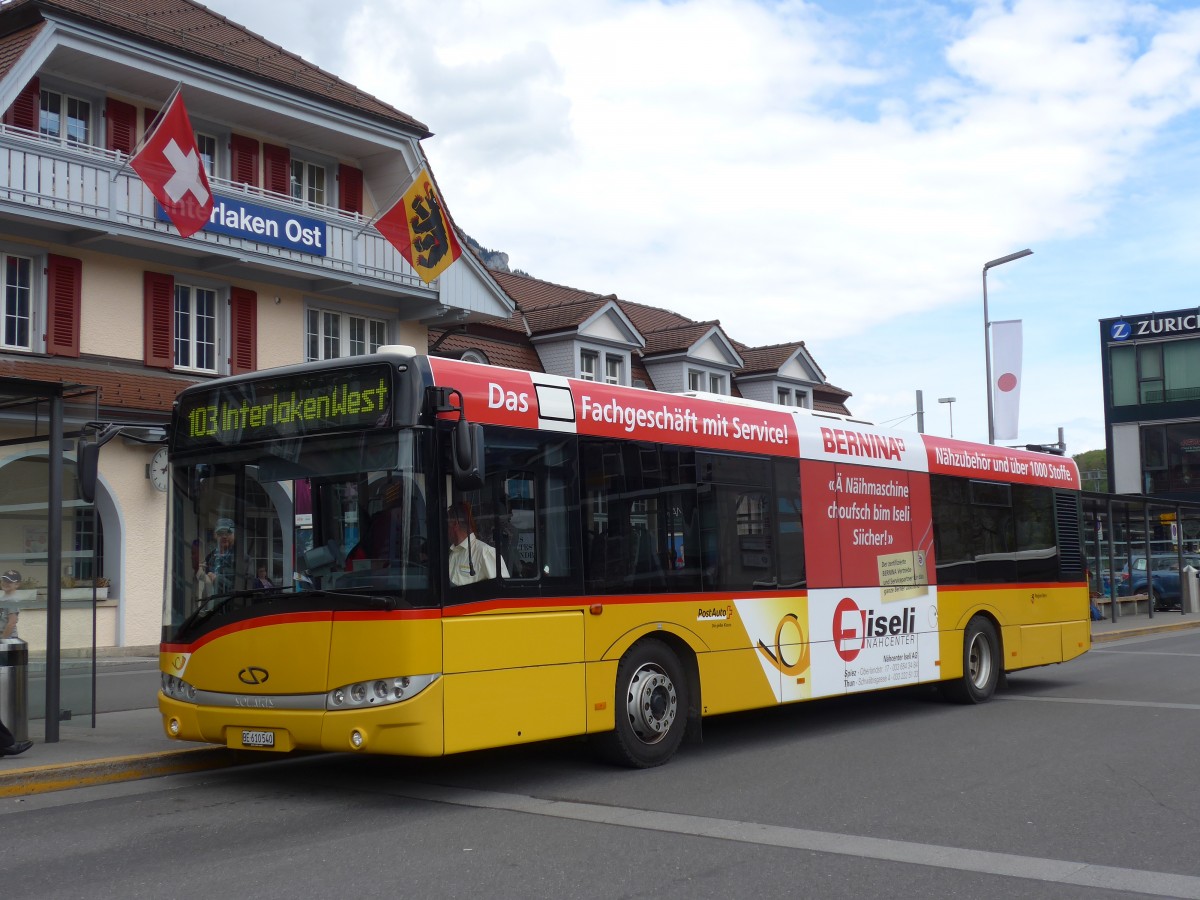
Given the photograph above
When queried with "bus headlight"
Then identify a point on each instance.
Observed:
(379, 691)
(177, 688)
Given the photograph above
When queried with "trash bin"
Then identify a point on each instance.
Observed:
(1189, 589)
(13, 687)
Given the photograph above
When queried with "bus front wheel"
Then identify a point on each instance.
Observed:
(651, 707)
(982, 664)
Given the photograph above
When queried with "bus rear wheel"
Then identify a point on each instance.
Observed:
(981, 664)
(651, 707)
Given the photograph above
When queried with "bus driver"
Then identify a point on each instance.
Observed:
(471, 559)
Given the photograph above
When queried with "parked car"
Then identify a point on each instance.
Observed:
(1164, 586)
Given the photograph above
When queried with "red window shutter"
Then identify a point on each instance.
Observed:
(244, 329)
(244, 160)
(123, 124)
(64, 293)
(276, 168)
(349, 189)
(25, 108)
(159, 318)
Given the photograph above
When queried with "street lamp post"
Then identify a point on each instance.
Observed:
(949, 402)
(987, 335)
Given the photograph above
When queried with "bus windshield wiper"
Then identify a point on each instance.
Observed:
(376, 603)
(216, 603)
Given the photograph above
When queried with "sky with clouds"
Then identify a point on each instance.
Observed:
(835, 172)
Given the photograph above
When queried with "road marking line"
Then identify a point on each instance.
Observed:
(1149, 703)
(1059, 871)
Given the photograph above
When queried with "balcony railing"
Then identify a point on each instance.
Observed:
(81, 186)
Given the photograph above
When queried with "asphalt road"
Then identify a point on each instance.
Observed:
(1077, 781)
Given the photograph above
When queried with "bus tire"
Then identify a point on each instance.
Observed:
(651, 707)
(982, 664)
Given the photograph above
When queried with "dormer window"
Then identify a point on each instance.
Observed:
(613, 369)
(702, 381)
(589, 360)
(792, 397)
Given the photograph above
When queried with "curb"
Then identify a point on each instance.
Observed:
(45, 779)
(1107, 636)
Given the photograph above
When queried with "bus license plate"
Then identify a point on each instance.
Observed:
(257, 738)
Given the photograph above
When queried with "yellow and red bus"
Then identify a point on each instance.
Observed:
(420, 556)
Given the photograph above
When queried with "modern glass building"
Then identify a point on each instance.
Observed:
(1151, 366)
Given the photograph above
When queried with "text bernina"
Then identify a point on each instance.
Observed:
(255, 702)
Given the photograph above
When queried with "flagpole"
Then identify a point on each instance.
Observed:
(150, 131)
(391, 202)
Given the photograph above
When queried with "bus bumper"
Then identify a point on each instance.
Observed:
(408, 729)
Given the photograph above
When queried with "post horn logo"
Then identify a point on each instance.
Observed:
(253, 675)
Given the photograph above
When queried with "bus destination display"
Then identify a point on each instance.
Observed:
(311, 403)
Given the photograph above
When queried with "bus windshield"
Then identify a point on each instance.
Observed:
(297, 525)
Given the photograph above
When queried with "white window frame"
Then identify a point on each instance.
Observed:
(65, 97)
(211, 161)
(300, 178)
(35, 303)
(589, 365)
(345, 322)
(613, 369)
(192, 292)
(797, 397)
(708, 381)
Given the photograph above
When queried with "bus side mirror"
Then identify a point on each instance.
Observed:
(87, 465)
(467, 455)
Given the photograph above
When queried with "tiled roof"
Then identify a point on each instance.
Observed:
(119, 388)
(192, 29)
(534, 294)
(565, 316)
(768, 359)
(649, 319)
(15, 45)
(678, 337)
(547, 307)
(498, 352)
(823, 406)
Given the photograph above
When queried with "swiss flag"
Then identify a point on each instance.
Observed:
(171, 167)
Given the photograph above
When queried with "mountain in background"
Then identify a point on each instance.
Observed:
(495, 259)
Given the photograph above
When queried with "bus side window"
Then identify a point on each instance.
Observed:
(790, 521)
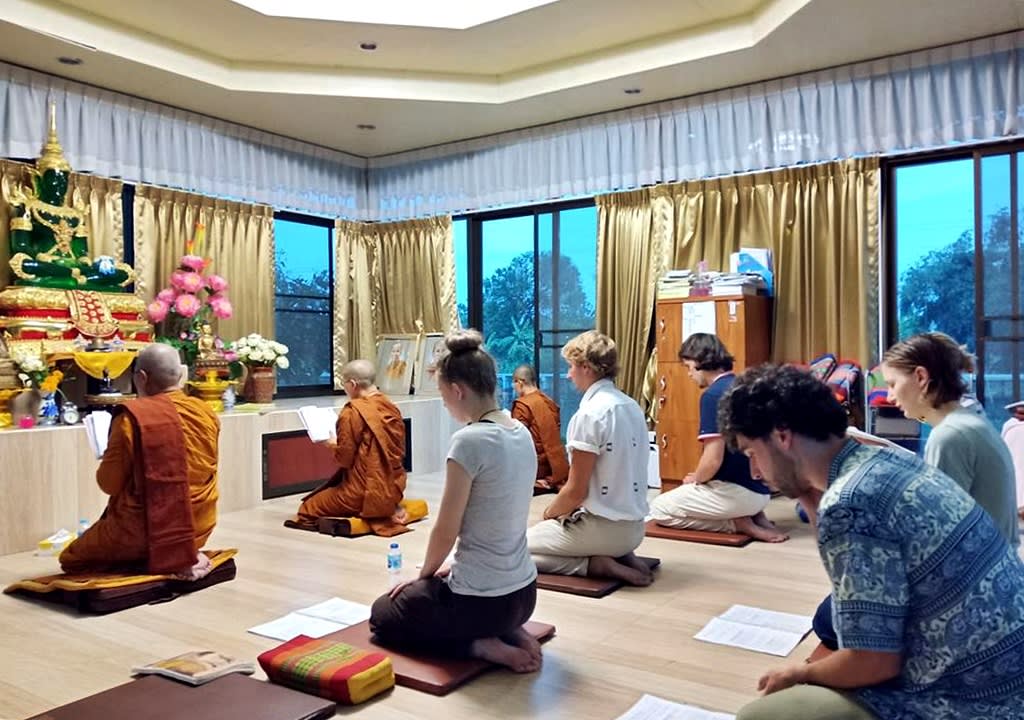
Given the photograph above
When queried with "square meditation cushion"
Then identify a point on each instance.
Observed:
(329, 669)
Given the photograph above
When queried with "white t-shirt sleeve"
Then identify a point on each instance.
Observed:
(590, 432)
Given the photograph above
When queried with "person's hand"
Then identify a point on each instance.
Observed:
(775, 680)
(396, 590)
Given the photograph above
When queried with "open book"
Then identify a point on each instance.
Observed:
(316, 621)
(867, 438)
(651, 708)
(754, 629)
(97, 429)
(318, 422)
(196, 668)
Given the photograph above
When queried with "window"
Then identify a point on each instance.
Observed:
(303, 301)
(460, 230)
(955, 261)
(539, 286)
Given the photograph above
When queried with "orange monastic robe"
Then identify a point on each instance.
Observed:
(371, 479)
(120, 538)
(541, 416)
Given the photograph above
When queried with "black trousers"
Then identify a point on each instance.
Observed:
(428, 618)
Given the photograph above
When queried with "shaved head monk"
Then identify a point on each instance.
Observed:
(160, 469)
(541, 416)
(371, 448)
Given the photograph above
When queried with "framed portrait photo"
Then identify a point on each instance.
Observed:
(431, 348)
(396, 356)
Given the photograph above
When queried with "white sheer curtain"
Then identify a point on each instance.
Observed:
(967, 92)
(117, 135)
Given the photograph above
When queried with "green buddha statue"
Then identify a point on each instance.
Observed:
(49, 236)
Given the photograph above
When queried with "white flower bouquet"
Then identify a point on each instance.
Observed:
(257, 351)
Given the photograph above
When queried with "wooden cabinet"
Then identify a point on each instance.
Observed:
(743, 325)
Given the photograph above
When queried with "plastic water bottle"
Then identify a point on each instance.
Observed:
(393, 564)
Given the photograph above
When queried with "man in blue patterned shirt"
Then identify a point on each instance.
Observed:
(929, 597)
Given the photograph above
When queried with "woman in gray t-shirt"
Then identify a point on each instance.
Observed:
(477, 606)
(925, 378)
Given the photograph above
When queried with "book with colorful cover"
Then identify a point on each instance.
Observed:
(196, 668)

★ ★ ★ ★

> **WHAT IS BEING ASKED**
Write out the listing above exactly as it stands, pictures excluded.

> **RESPONSE**
Given the photograph above
When queried with "bus headlight"
Then identify a point on each instance.
Observed:
(379, 691)
(177, 688)
Given the photograph above
When queried with "trash bin"
Then identify a point on each instance.
Observed:
(1189, 589)
(13, 687)
Given the photograph above
When queried with "bus front wheel"
Then identify a point on each instance.
Observed:
(651, 707)
(982, 664)
Given the photograph above
When queried with "bus rear wheel"
Then identify a point on each instance.
Observed:
(981, 664)
(651, 707)
Given the photograph above
When queried with "bus driver"
Then identify a point on each instance.
Observed:
(471, 559)
Given the photograph above
When queried with "parked car"
Then identify a point on each instance.
Observed:
(1164, 586)
Given the photograph above
When queried with "red window shutter"
Then identify a point on each instance.
Observed:
(244, 329)
(244, 160)
(123, 124)
(64, 293)
(276, 168)
(349, 189)
(25, 108)
(159, 318)
Given the photograph above
When queried with "street lamp post"
Then identify a point on each instance.
Observed:
(949, 402)
(987, 335)
Given the photograph above
When queried with "bus windshield wiper"
Then identify a point on each instance.
Observed:
(376, 603)
(216, 603)
Given the photograph above
When queried with "sky with clouds"
Then identify a point on each instance.
Observed:
(835, 172)
Given the photograph above
When queried with "road marking line"
Then identify a point on each instance.
Observed:
(1149, 703)
(1059, 871)
Given the photograph above
When queried with "balcony railing"
Then identify a point on each instance.
Observed:
(81, 186)
Given the photograph above
When queried with "asphalt road"
Then identify a point on each instance.
Observed:
(1077, 781)
Given the photograph above
When queried with "bus tire"
Then identify a point on each instance.
Observed:
(651, 707)
(982, 664)
Given the photograph above
When queried with "dormer window"
Then identify a point on each instance.
Observed:
(613, 369)
(702, 381)
(589, 360)
(792, 397)
Given the photograph above
When queried with "curb"
Then identify a point on each instance.
Observed:
(45, 779)
(1107, 636)
Given the photograph above
When queried with "bus license plate"
Then identify a point on each instance.
Observed:
(257, 738)
Given the photograph above
When queried with "yellow and red bus"
Then identify a point on each instance.
Observed:
(420, 556)
Given the photograph above
When queried with "modern glass building"
Then identify a point on each instance.
Observed:
(1151, 366)
Given the photograph above
When queried with "text bernina"
Then identify a point on each instance.
Observed:
(255, 702)
Given the photograph above
When queried with "flagpole"
Then identify a point on each instance.
Observed:
(150, 131)
(391, 202)
Given the photograph above
When queried with "bus bumper"
Then identify a point on each instance.
Observed:
(408, 729)
Given the photograph above
When queried with "post horn logo"
Then identify a point on each instance.
Observed:
(253, 675)
Given the photograph above
When queried with "bus destination display"
Then identify a point on each instance.
Observed:
(311, 403)
Given the photograph above
When queried with "bus windshield"
Then identify a point on each instance.
Observed:
(297, 525)
Given the photograph above
When queried with "white window frame"
Then identify a point on each instance.
Observed:
(65, 97)
(211, 161)
(300, 178)
(35, 303)
(589, 365)
(345, 322)
(613, 369)
(192, 292)
(797, 397)
(708, 381)
Given the photograph above
When queried with "bus side mirror"
Then identify a point on each instance.
Observed:
(87, 465)
(467, 455)
Given the photograph above
When queried with "tiled roof"
Then identify a point on each instance.
Observed:
(119, 388)
(192, 29)
(534, 294)
(565, 316)
(768, 359)
(649, 319)
(15, 45)
(678, 337)
(547, 307)
(498, 352)
(823, 406)
Given the photograph above
When queried with "swiss flag"
Then identify a point on each instance.
Observed:
(171, 167)
Given the photograph above
When queried with "mountain in background"
Then identify a point on each instance.
Observed:
(495, 259)
Given the photograph above
When queried with "bus side window"
Then identify a point on each instance.
Observed:
(790, 521)
Given the photograph above
When queried with "square meditation cushion"
Then identify a point on each instance.
Observed:
(329, 669)
Given the photograph above
When queried with "white t-shirt sleeve"
Then identify a point on each instance.
Observed:
(590, 432)
Given the photograph above
When queried with "person's hand"
Then identify a point on each instance.
Observed:
(775, 680)
(396, 590)
Given the photograph above
When queried with "open book"
Then identify a point on each instance.
Observed:
(316, 621)
(867, 438)
(651, 708)
(754, 629)
(97, 429)
(318, 422)
(196, 668)
Given the photograph above
When queried with "window"
Then identify a point on each instance.
Observed:
(303, 301)
(460, 230)
(955, 261)
(539, 286)
Given the photograph above
When queried with "orange monastic robe"
Then identify a point on each instance.
Observed:
(371, 479)
(120, 538)
(541, 416)
Given the photograph above
When queried with "black trousers"
Then identify a point on each instance.
Observed:
(428, 618)
Given the photograph above
When queried with "shaved head monk"
Then identify a point on each instance.
Observed:
(160, 469)
(541, 416)
(371, 448)
Given the photograph above
When queried with "framed portrait photo"
Then identify a point on each instance.
Observed:
(431, 348)
(396, 356)
Given the photograph above
When queried with "white sheer curtain"
Then identify a point on each instance.
Observed:
(967, 92)
(117, 135)
Given the photograph above
When queried with "green buddha statue"
Then identify a point on each instance.
Observed:
(49, 236)
Given the photograph above
When queried with "white flower bouquet"
Then identify a point on each instance.
Observed:
(257, 351)
Given the photograph above
When queried with "wooden cabinet"
Then identify a point on each instance.
Observed:
(743, 325)
Given the photograph above
When queried with "plastic water bottle"
Then identify a point on each instance.
Observed:
(393, 564)
Given the photograph above
When queried with "man in blue patterned shirt"
Then identify a point on each instance.
Observed:
(929, 597)
Given the photograph above
When queried with "woman in gray t-shirt"
Then identify a point on each instance.
Observed:
(477, 606)
(925, 378)
Given the photograph above
When queried with "book with colorful cover"
Then identify a point on each instance.
Observed:
(196, 668)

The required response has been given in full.